## TASKS TO COMPLETE:
(a) Which book titles by Gann does the Ernest K Gann biography name? List each title once.
(b) Which lines in the rows contain the string "white"? Copy out every one of them.

## TEXT SEGMENT:
···

Here is the story of aviation, from the first clumsy attempts to glide with makeshift machines, to the daring aircraft used in World War I ... and onward, at an everquickening pace, to a near-present that only a few dared to dream.
Ernest K Gann was an aviator, author, filmmaker, sailor, fisherman and conservationist.
After earning his pilot license, Gann spent his much of his free time aloft, flying for pleasure. The continuing Great Depression soon cost him his job and he was unable to find another position in the movie business. In search of work, he decided to move his family to California. Gann was able to find odd jobs at Burbank Airport, and also began to write short stories. A friend managed to get him a part-time job as a co-pilot with a local airline company and it was there that he flew his first trips as a professional aviator. In the late 1930s many airlines were hiring as many pilots as they could find; after hearing of these opportunities, Gann and his family returned to New York where he managed to get hired by American Airlines to fly the Douglas DC-2 and Douglas DC-3.
For several years Gann enjoyed flying routes in the northeast for American. In 1942, many U.S. airlines' pilots and aircraft were absorbed into the Air Transport Command of the U.S. Army Air Forces to assist in the War Effort. Gann and many of his co-workers at American volunteered to join the group. He flew DC-3s, Douglas DC-4s and Consolidated C-87 Liberator Express transports (the cargo version of the Consolidated B-24 Liberator bomber). His wartime trips took him across the North Atlantic to Europe, and then on to Africa, South America, India, and other exotic places. Some of his most harrowing experiences came while flying The Hump airlift across the Himalayas into China. In the years to come Gann's worldwide travels and various adventures would become the inspiration for many of his novels and screenplays.
At the end of World War II, the Air Transport Command released the civilian pilots and aircraft back to their airlines. Gann decided to leave American Airlines in search of new adventures. He was quickly hired as a pilot with a new company called Matson Airlines that was a venture of the Matson steamship line. He flew from the U.S. West Coast across the Pacific to Honolulu. This experience spawned ideas that were developed into one of his best-known works, 'The High and the Mighty.' Matson ultimately soon fell prey to the politically well-connected Pan American Airlines and failed. After a few more short-lived flying jobs, Gann became discouraged with aviation and he turned to writing as a full-time occupation.
Gann's major works include the novel The High and the Mighty and his aviation focused, near-autobiography Fate Is the Hunter. Notes and short stories scribbled down during long layovers on his pioneering trips across the North Atlantic became the source for his first serious fiction novel, Island in the Sky (1944), which was inspired by an actual Arctic rescue mission. It became an immediate best-seller as did Blaze of Noon (1946), a story about early air mail operations. In 1978, he published his comprehensive autobiography, entitled A Hostage to Fortune.
Although many of his 21 best-selling novels show Gann’s devotion to aviation, others, including Twilight for the Gods, and Fiddler's Green reflect his love of the sea. His experiences as a fisherman, skipper and sailor, all contributed storylines and depth to his nautical fiction. He later wrote an autobiography of his sailing life called Song of the Sirens.

···

## DATA FOR THIS TASK:
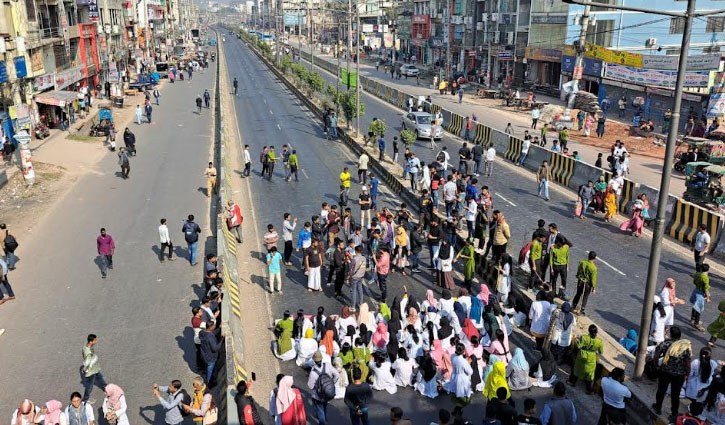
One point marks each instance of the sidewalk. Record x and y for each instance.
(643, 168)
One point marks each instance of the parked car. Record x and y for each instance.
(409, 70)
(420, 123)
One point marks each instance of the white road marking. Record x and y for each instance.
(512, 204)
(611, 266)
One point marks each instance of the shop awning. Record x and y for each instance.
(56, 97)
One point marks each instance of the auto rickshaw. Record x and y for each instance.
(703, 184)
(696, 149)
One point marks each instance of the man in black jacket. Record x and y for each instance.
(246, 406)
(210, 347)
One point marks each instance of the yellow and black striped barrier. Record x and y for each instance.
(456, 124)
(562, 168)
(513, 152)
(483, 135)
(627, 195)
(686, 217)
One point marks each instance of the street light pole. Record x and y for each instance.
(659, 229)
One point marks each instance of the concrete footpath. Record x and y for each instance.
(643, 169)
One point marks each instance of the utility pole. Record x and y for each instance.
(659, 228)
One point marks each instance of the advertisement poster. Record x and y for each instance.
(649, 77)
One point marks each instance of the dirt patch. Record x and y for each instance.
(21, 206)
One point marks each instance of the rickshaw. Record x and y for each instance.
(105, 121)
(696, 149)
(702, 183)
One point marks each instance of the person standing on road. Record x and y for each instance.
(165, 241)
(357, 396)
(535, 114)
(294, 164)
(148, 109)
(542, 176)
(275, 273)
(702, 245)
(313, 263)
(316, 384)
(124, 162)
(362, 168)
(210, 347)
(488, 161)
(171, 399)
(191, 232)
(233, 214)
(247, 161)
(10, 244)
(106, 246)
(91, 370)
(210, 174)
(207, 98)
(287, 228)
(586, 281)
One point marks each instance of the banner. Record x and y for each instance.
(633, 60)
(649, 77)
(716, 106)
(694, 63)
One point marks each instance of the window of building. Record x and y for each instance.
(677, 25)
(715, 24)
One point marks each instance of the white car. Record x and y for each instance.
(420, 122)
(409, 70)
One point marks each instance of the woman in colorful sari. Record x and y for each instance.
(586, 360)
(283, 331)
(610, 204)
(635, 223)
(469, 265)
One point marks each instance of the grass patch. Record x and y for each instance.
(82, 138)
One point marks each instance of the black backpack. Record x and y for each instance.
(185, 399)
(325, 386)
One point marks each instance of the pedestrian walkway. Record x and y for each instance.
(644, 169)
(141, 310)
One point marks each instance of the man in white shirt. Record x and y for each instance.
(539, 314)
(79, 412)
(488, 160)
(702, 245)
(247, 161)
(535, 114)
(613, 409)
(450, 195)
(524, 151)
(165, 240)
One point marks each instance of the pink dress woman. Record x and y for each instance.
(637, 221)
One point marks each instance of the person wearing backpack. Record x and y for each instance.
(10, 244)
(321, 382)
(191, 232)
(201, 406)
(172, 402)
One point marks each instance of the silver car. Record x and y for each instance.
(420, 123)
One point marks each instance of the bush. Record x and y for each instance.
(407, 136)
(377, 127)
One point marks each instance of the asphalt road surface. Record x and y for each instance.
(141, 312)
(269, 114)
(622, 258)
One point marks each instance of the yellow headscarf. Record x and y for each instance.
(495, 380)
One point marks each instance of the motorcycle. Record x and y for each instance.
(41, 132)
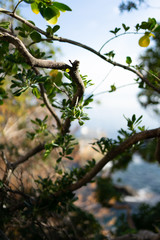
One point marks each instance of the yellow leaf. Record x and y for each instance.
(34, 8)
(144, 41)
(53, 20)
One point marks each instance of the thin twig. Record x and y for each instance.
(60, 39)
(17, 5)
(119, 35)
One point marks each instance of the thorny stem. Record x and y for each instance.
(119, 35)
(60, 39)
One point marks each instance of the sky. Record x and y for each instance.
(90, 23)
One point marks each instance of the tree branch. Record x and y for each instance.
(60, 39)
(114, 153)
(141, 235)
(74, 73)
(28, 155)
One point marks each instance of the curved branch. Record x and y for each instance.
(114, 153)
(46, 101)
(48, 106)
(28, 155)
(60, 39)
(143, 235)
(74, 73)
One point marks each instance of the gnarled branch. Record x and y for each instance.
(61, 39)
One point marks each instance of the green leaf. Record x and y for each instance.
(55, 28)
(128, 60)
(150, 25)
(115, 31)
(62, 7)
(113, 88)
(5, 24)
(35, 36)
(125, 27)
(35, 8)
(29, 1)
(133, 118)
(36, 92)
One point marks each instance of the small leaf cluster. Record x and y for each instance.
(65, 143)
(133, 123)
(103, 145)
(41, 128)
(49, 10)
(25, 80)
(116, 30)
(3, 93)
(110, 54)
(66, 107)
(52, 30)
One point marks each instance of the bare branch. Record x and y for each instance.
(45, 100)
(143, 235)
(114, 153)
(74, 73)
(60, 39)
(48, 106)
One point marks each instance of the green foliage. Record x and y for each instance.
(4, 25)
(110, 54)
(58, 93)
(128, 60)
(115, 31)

···

## ANSWER SET:
(a)
The High and the Mighty
Fate Is the Hunter
Island in the Sky
Blaze of Noon
A Hostage to Fortune
Twilight for the Gods
Fiddler's Green
Song of the Sirens

(b)
One point marks each instance of the white road marking. Record x and y for each instance.
One point marks each instance of the white car. Record x and y for each instance.
One point marks each instance of the man in white shirt. Record x and y for each instance.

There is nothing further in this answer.